__Passage shown__.
• • • • • • •

Born: November 11, 1484

Died: July 18, 1566

Feast day: July 18

If Christopher Columbus had known what he was unleashing when he brought Pedro de las Casas with him to the New World in 1493, he probably would have sailed the gentleman back to Spain and made sure that no member of his family ever set foot on a ship again.

But Señor de las Casas, a Spanish merchant of good stock, stepped ashore safely, as would his 18-year-old son Bartolomé nine years later, in 1502.

This young man, who would one day bear the title “Protector of the Indians,” joined the conquistadores in founding settlements in Cuba and was given a large estate with plenty of enslaved Native Americans to work it. Although ordained to the priesthood in 1507, he later admitted that he excelled more at making enslaved people work than at teaching them the Christian faith. He might have agreed with another young Spaniard of the era, who said, “We came here to serve God and the king, and also to get rich.”

Some had tried to awaken his conscience on the issue of Native American slavery. Several Dominican priests had thundered from the pulpit against the horrific mistreatment of the Native Americans, and one of them had refused to give Las Casas absolution because he held enslaved Native American people.

• • • • • • •

__What to do__.
Copy the section of the Las Casas passage that opens with the words containing "This young man, who" and closes with "Native American people.". The listing that comes next has no part in this work.

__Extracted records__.
• • • • • • •

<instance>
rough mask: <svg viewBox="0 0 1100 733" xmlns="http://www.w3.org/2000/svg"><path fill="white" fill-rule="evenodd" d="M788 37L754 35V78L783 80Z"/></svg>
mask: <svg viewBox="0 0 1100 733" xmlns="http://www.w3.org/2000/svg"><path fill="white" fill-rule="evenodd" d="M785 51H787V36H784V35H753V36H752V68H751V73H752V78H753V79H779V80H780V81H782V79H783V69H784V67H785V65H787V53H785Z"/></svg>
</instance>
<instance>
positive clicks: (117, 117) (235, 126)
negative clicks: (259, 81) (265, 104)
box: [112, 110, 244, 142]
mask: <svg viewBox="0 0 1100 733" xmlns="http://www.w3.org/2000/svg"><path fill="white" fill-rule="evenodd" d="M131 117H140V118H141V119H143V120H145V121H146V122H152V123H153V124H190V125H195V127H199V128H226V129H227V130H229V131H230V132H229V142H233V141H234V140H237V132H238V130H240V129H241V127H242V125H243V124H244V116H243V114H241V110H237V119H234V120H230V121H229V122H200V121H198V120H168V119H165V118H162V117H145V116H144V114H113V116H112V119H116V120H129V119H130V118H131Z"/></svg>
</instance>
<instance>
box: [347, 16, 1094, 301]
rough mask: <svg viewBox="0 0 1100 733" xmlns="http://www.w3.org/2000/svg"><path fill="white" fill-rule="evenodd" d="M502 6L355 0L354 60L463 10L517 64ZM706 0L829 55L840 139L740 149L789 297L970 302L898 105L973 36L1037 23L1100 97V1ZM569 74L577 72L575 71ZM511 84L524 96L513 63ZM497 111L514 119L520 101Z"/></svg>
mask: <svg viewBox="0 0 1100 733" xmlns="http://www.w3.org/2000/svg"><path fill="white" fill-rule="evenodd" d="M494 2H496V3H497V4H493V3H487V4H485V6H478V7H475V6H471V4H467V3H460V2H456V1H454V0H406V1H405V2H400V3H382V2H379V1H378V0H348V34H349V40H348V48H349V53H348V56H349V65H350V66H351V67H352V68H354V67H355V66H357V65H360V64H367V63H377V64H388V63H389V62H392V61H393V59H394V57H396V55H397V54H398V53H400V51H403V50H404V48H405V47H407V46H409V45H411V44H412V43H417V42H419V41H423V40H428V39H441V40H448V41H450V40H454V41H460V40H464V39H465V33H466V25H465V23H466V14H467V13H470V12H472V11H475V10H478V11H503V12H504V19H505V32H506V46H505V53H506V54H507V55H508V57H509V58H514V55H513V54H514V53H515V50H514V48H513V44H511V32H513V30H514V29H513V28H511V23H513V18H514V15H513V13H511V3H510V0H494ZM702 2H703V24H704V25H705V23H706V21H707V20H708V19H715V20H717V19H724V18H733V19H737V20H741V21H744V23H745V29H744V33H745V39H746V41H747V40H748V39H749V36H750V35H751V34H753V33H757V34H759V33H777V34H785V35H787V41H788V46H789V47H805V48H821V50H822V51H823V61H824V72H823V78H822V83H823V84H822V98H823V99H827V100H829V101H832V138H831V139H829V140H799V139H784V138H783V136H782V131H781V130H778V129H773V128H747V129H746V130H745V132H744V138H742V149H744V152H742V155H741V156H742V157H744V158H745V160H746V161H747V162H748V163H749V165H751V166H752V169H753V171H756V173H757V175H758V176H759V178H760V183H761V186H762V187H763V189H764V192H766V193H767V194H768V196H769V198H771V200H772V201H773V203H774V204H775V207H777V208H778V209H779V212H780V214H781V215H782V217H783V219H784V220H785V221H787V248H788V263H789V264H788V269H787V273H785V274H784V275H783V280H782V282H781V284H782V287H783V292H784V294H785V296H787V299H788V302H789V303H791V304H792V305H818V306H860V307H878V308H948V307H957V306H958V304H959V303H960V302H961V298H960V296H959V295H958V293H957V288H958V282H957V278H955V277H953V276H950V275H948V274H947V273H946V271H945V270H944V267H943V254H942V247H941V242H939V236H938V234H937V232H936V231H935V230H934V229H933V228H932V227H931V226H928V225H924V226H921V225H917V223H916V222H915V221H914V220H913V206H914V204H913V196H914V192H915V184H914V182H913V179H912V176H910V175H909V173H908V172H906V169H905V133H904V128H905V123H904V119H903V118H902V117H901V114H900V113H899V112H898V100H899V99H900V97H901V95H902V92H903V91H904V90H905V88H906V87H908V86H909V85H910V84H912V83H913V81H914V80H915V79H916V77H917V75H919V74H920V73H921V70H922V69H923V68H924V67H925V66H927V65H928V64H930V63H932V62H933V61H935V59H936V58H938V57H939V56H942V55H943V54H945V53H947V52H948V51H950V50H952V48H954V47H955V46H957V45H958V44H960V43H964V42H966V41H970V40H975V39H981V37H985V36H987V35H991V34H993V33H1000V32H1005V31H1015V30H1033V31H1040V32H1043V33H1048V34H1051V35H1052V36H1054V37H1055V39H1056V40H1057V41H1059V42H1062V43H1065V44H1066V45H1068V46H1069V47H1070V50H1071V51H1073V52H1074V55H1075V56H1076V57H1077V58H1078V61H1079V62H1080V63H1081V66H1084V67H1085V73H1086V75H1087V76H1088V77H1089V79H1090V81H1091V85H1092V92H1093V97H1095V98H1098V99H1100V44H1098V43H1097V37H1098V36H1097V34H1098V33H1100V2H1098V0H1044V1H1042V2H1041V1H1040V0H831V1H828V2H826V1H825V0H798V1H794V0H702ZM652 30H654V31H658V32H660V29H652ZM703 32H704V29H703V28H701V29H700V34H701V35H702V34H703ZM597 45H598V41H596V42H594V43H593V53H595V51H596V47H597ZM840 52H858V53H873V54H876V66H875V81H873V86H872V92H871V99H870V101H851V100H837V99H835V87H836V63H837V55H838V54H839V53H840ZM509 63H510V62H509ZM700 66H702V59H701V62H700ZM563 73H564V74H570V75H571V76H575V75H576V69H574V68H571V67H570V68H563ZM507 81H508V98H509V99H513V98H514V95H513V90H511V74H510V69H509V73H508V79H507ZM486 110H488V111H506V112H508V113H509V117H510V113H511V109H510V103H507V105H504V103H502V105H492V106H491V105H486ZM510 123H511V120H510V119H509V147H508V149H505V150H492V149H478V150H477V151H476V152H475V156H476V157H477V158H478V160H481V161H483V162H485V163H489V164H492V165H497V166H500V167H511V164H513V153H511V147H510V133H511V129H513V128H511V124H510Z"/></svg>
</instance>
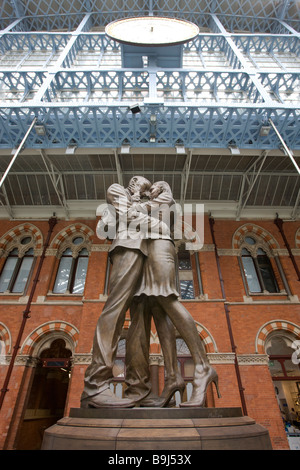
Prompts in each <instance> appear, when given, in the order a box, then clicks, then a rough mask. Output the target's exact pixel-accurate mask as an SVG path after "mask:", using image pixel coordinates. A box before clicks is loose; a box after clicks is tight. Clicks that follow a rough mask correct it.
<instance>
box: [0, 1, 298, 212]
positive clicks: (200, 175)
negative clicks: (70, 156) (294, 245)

• • • • • • •

__Problem solution__.
This young man, who would one day bear the title “Protector of the Indians,” joined the conquistadores in founding settlements in Cuba and was given a large estate with plenty of enslaved Native Americans to work it. Although ordained to the priesthood in 1507, he later admitted that he excelled more at making enslaved people work than at teaching them the Christian faith. He might have agreed with another young Spaniard of the era, who said, “We came here to serve God and the king, and also to get rich.”

Some had tried to awaken his conscience on the issue of Native American slavery. Several Dominican priests had thundered from the pulpit against the horrific mistreatment of the Native Americans, and one of them had refused to give Las Casas absolution because he held enslaved Native American people.